Ischaemic injury involves a pronounced reduction in oxygen and glucose around the affected area, which leads to rapid cell death that is associated with Ca2+, Na+, K+ and Cl dysregulation. But which channels mediate these changes? Writing in Science, Thompson and colleagues report the surprising finding that the ionic dysregulation seen in ischaemia results from the opening of hemichannels — sets of proteins that form one half of large conductance channels, known as gap junctions, that allow molecules and ions to flow directly between most cell types.

Hemichannels represent a promising therapeutic target in the treatment of ischaemic injury.

Thompson and co-workers created ischaemic-like conditions in which there was oxygen and glucose deprivation (OGD) in isolated rat hippocampal pyramidal neurons. Voltage-clamp recordings revealed that OGD activated a current with a large amplitude, a linear current–voltage relationship and a reversal potential close to 0 mV — key features of hemichannel activation when Na+, Ca2+ and K+ currents were blocked. Selective blockage of hemichannels using carbenoxolone (Cbx) or lanthanum chloride confirmed their involvement in OGD-activated current. Prolonged (>20 min) OGD led to irreversible current activation, neuronal swelling and breakdown of cell membranes.

Further investigations showed that blocking the ion channel ASIC1a or the purinergic P2X7 receptor (previously implicated in ischaemia-related ionic dysregulation) failed to affect the large current triggered by OGD activation, although there was a minor effect of blocking the transient receptor potential channels TRPC4 and TRPC5 on the small residual current that remained after blockage of hemichannels. Nevertheless, the large amplitude current attributable to hemichannels indicated that they are the major contributors to the OGD-activated current, so these researchers explored their role in ionic dysregulation in more detail.

__TO DO__:
In the extract on hemichannels in ischaemic injury, which two agents selectively blocked hemichannels to confirm their role in the OGD-activated current?

__RECORDS PROVIDED__:
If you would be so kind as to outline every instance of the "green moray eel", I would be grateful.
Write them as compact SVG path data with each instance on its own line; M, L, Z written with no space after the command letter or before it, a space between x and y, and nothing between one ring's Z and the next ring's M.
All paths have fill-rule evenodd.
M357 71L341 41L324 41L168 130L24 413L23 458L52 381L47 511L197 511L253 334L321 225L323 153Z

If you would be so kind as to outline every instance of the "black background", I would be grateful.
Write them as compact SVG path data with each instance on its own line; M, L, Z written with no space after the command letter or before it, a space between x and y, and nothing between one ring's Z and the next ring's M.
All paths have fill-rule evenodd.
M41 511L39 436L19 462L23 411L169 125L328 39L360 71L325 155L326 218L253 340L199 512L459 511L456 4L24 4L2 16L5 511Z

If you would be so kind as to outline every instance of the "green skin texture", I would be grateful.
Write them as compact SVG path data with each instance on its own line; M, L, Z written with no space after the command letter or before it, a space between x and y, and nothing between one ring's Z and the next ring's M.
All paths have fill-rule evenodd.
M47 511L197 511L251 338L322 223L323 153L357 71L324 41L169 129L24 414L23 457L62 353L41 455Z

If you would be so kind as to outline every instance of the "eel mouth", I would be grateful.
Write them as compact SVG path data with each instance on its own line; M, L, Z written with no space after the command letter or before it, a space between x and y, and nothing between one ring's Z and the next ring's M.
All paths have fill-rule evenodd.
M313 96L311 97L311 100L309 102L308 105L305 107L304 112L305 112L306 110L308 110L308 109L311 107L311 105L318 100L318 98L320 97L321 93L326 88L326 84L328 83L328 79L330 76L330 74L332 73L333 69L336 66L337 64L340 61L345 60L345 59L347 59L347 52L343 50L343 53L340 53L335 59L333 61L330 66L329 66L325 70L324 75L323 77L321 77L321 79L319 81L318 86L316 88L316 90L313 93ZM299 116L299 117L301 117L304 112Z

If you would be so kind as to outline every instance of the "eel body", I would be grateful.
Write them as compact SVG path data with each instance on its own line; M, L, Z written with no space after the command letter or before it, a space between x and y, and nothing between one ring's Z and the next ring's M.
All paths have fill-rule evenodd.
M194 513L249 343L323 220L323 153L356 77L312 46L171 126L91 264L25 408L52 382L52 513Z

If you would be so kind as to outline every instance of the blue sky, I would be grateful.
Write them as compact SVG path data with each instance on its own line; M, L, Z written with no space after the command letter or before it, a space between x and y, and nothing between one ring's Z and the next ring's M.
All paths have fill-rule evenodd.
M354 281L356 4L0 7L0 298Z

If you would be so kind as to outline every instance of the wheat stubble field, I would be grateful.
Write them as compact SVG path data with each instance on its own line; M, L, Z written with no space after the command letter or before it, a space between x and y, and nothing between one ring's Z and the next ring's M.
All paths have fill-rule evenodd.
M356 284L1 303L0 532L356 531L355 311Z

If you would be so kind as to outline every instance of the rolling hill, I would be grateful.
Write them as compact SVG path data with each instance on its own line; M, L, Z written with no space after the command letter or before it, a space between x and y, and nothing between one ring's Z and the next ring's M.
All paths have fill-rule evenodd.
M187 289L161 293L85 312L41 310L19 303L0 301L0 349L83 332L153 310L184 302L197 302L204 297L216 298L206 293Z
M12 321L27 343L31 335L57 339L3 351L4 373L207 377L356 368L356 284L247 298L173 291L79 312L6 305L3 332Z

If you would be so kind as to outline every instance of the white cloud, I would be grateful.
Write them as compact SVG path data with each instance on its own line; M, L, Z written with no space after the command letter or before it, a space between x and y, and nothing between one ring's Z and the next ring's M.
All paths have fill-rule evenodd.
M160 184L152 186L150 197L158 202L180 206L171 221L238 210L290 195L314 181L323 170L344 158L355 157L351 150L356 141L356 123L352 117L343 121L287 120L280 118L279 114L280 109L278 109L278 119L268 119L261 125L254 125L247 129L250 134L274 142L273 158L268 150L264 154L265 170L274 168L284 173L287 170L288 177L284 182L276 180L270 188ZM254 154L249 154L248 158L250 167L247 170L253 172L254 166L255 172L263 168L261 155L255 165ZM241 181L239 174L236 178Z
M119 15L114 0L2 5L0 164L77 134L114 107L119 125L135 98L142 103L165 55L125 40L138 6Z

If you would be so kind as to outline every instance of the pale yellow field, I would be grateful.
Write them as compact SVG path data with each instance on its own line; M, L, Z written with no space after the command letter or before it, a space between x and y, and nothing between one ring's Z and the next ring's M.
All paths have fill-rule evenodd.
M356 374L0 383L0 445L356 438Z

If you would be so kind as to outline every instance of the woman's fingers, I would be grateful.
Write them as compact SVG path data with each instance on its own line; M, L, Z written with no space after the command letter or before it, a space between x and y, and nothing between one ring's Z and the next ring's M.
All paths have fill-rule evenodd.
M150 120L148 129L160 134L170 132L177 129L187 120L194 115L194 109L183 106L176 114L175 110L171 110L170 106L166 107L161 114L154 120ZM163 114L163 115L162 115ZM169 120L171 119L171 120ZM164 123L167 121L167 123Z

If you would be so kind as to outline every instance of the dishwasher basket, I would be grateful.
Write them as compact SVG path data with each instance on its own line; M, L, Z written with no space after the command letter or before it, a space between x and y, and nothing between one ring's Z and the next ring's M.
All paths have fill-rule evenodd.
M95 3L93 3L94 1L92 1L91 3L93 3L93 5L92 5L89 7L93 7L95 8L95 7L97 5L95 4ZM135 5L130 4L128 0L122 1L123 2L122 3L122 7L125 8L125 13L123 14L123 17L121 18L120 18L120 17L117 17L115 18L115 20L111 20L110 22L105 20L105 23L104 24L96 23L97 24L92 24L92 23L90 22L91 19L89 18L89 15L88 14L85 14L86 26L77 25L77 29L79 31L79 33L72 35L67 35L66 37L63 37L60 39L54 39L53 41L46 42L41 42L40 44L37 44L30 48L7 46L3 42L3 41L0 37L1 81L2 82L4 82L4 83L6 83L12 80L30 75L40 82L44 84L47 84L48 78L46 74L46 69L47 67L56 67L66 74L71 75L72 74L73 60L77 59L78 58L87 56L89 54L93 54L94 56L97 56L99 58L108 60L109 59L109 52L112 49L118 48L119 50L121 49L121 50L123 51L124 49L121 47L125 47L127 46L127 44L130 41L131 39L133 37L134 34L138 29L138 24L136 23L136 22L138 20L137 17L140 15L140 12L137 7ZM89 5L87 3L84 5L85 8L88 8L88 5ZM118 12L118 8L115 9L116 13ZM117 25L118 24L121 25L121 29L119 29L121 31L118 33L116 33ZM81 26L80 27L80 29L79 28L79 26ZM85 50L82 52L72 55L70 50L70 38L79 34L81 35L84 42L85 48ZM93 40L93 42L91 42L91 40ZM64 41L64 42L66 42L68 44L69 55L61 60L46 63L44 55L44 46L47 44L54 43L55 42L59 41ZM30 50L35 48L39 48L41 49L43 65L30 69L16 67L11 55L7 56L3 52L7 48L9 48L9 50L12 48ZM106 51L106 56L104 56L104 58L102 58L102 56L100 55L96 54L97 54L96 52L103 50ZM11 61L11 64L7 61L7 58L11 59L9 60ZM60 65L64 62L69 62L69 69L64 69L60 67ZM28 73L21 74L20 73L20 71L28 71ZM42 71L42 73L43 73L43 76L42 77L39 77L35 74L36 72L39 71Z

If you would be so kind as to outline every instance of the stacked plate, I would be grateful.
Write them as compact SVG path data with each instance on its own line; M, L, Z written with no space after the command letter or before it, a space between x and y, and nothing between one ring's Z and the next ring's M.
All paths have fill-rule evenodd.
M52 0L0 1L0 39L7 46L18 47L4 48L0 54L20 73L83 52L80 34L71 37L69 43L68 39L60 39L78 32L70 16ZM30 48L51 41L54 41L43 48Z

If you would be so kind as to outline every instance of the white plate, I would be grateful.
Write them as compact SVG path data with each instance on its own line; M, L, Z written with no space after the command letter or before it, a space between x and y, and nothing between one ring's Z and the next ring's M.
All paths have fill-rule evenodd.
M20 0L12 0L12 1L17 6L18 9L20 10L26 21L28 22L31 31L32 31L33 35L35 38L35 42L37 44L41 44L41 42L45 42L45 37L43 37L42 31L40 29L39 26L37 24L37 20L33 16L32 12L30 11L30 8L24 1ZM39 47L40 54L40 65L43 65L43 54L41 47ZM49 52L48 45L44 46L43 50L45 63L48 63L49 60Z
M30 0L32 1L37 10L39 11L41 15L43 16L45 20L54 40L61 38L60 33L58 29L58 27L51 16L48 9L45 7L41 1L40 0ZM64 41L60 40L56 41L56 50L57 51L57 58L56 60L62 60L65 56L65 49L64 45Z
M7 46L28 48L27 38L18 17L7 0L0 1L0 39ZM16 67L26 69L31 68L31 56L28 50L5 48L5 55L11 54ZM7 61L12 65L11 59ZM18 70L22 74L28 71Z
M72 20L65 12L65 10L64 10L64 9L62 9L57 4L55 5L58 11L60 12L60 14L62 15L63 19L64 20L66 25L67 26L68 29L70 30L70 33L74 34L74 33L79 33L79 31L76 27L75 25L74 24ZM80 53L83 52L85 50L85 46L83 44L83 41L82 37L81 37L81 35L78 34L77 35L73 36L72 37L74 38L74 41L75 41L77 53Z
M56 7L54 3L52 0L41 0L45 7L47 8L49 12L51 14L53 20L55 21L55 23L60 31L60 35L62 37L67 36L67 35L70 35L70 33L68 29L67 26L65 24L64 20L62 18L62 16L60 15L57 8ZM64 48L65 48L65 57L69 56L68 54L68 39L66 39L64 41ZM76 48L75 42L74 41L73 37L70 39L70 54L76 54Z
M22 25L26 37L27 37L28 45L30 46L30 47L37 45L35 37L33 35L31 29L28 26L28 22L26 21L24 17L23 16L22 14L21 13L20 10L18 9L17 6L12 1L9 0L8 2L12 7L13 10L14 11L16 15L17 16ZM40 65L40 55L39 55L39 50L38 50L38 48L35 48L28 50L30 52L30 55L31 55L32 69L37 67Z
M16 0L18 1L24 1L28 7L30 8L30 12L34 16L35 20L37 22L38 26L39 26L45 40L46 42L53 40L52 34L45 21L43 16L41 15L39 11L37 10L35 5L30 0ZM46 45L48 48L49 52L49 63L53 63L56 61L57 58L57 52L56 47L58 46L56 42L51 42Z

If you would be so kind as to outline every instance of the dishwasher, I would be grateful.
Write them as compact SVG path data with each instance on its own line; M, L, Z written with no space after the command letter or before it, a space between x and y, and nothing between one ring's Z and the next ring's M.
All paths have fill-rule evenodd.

__ANSWER SPACE__:
Carbenoxolone (Cbx) and lanthanum chloride.